■ **TASK ITEM**:
Could you reproduce every record below exactly as it stands?

═════ SUPPLIED MATERIAL

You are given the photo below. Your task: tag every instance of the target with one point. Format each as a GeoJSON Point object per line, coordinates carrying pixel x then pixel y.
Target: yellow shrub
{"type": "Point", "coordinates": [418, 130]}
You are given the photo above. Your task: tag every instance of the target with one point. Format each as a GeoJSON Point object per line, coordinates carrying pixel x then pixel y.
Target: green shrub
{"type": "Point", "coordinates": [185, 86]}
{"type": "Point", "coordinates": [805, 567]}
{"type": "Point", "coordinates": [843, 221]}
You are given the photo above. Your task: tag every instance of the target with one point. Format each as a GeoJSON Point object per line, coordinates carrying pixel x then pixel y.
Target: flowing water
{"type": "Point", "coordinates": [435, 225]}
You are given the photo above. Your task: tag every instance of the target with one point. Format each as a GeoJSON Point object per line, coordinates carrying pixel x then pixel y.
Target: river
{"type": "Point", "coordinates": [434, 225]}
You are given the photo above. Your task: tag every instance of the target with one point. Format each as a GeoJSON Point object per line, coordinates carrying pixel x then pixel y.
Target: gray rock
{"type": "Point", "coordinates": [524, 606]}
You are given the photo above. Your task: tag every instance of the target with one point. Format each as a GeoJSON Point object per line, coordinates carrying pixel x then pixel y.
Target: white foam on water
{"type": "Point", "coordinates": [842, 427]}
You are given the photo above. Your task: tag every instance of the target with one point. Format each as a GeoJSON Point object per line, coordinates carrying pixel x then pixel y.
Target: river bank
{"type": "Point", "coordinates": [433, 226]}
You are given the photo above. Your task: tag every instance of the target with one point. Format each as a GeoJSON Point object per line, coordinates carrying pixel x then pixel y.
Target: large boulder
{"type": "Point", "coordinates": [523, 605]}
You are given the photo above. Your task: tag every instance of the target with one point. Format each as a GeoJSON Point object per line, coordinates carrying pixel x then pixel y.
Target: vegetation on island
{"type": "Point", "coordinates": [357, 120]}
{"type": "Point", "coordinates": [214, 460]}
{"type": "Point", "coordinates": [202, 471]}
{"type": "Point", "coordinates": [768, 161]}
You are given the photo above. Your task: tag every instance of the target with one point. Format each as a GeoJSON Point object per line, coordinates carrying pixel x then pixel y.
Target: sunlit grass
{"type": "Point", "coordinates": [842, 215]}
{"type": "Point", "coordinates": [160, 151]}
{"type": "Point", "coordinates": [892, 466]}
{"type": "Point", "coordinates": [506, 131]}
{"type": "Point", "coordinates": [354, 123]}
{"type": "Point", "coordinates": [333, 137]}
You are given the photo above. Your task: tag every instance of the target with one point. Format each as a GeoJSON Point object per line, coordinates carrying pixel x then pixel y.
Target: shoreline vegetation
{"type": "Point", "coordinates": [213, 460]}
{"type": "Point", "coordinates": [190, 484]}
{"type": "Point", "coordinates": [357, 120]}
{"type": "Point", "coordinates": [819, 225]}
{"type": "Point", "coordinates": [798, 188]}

══════════

■ **REPLY**:
You are given the photo below. Your task: tag every instance of the target with one point. Format each as a GeoJSON Point object per line, coordinates carrying pixel x then pixel y.
Target: yellow shrub
{"type": "Point", "coordinates": [418, 130]}
You are given the photo above. Your task: tag every instance of the target with one point. Format each as a GeoJSON Point object per line, coordinates carrying pixel x then pixel y.
Target: green shrub
{"type": "Point", "coordinates": [185, 86]}
{"type": "Point", "coordinates": [805, 567]}
{"type": "Point", "coordinates": [843, 221]}
You are given the photo above. Your task: tag every instance of the target with one point. Format each as a GeoJSON Point object per line, coordinates carrying pixel x then pixel y.
Target: flowing water
{"type": "Point", "coordinates": [435, 225]}
You are given the photo above. Your task: tag every instance of the target with one point. Format each as a GeoJSON Point object per line, coordinates carrying pixel x then pixel y.
Target: river
{"type": "Point", "coordinates": [434, 225]}
You are given the photo above. Your task: tag every instance of the target with one point. Format each as a GeoJSON Point object per line, coordinates carrying pixel x then pixel y.
Target: gray rock
{"type": "Point", "coordinates": [524, 606]}
You are given the photo above. Your task: tag every instance of the target with one point. Format each as a GeoJSON Point object per line, coordinates carrying pixel x then pixel y.
Target: white foam on water
{"type": "Point", "coordinates": [842, 427]}
You are given the photo above. Your task: tag every instance of the target with one point. Format each as a GeoJSON Point object per line, coordinates carrying pixel x then pixel y.
Target: river bank
{"type": "Point", "coordinates": [433, 226]}
You are given the photo above. Your task: tag every instance of the target with one point. Format each as a GeoJSON Point object per line, coordinates carrying pixel x then pixel y.
Target: large boulder
{"type": "Point", "coordinates": [523, 605]}
You are given the photo above. Your task: tag every instance of the target with one point. Format each as a GeoJSON Point object per line, coordinates carrying pixel x then pixel y.
Target: vegetation on island
{"type": "Point", "coordinates": [357, 120]}
{"type": "Point", "coordinates": [214, 460]}
{"type": "Point", "coordinates": [202, 471]}
{"type": "Point", "coordinates": [768, 161]}
You are given the photo above. Your task: tag every instance of the target with one point. Format each as a GeoJSON Point object per line, coordinates carrying pixel x then pixel y.
Target: sunlit grass
{"type": "Point", "coordinates": [842, 215]}
{"type": "Point", "coordinates": [160, 151]}
{"type": "Point", "coordinates": [892, 466]}
{"type": "Point", "coordinates": [506, 131]}
{"type": "Point", "coordinates": [354, 123]}
{"type": "Point", "coordinates": [333, 137]}
You are given the photo above. Your task: tag every instance of the target with one point. Format each as a GeoJSON Point object per line, coordinates carrying pixel x then pixel y.
Target: shoreline vegetation
{"type": "Point", "coordinates": [213, 460]}
{"type": "Point", "coordinates": [190, 484]}
{"type": "Point", "coordinates": [357, 120]}
{"type": "Point", "coordinates": [819, 225]}
{"type": "Point", "coordinates": [798, 188]}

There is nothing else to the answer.